What to do: From the listing below, copy each line where "yellow" occurs.

Recorded information:

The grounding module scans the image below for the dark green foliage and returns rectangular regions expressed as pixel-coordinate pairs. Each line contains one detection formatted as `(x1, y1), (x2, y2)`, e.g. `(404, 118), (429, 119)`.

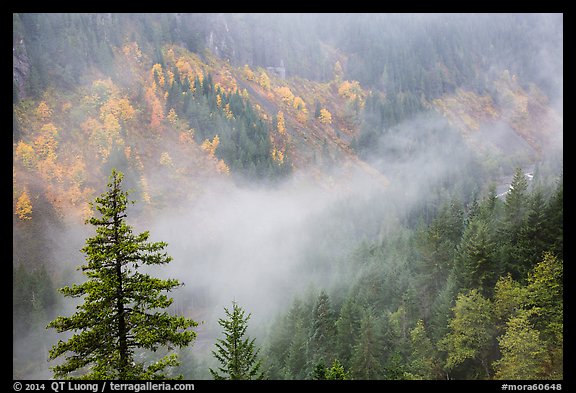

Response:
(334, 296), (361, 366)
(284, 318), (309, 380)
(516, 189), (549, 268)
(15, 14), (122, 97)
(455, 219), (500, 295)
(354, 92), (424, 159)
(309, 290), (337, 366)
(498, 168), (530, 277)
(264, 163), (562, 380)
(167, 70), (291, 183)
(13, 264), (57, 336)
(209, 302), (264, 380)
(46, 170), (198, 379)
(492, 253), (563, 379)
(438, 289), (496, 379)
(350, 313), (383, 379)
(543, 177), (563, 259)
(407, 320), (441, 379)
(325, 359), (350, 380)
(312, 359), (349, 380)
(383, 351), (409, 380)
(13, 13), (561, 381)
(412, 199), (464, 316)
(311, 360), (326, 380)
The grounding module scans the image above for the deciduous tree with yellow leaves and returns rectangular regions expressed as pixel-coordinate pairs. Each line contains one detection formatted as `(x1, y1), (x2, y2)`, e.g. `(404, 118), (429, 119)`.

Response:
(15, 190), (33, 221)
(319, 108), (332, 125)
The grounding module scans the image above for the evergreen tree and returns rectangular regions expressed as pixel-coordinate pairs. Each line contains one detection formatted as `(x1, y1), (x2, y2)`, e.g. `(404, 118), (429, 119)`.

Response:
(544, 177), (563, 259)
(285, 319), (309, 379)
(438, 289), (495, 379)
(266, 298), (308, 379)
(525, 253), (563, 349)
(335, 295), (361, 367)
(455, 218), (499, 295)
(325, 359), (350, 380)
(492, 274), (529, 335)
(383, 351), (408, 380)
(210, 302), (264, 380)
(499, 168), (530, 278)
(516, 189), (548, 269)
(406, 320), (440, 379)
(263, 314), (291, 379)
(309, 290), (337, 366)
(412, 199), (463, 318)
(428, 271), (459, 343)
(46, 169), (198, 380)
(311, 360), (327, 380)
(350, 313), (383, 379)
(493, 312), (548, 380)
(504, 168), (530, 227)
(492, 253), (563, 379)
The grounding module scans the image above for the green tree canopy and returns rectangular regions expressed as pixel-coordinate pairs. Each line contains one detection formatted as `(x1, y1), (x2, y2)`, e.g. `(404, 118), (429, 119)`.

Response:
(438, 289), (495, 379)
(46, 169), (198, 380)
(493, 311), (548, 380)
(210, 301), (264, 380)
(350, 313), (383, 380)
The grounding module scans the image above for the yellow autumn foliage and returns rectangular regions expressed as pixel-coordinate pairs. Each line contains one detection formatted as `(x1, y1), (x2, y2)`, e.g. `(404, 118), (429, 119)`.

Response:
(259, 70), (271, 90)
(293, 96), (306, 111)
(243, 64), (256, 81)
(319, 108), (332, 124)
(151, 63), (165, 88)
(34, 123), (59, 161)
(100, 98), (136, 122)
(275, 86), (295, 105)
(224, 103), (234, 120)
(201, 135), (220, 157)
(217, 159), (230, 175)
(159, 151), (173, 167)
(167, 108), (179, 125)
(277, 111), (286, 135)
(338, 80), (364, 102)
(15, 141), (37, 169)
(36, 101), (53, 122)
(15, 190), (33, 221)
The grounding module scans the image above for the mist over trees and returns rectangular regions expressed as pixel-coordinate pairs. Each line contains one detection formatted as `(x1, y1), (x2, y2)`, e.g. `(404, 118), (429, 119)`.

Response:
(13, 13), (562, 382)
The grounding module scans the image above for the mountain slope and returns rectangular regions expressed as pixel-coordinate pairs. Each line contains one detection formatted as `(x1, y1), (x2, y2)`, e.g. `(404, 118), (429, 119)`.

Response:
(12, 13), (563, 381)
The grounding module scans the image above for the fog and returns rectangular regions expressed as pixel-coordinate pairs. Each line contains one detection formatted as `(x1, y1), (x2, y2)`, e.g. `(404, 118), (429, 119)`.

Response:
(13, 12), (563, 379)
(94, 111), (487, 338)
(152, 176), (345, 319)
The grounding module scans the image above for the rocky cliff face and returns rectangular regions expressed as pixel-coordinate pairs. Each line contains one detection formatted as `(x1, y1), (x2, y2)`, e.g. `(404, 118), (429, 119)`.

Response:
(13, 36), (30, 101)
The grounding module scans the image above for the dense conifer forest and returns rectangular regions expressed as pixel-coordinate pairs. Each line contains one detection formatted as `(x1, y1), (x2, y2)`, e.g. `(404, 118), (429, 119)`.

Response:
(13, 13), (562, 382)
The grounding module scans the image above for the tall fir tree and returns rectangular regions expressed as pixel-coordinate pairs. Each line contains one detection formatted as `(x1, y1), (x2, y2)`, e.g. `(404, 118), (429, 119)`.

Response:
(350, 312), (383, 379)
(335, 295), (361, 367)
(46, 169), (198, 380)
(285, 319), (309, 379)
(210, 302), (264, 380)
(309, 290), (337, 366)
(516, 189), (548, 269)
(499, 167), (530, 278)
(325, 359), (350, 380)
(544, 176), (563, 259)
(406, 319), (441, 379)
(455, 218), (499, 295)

Exercise answer:
The grounding module scans the image above for the deciduous tree with yellow leaves and returns rectangular regions expressed as pixel-coordinate pairs. Each line contains one detection formatted as `(x1, y1), (x2, y2)`, e.g. `(404, 118), (429, 119)`.
The grounding module scans the image above for the yellow autumn foliage and returns rectangular regions expressed as pixel-coordinate pairs. Each line contains one detection formatted as `(x1, y1), (x2, y2)`, e.g. `(404, 118), (429, 119)`.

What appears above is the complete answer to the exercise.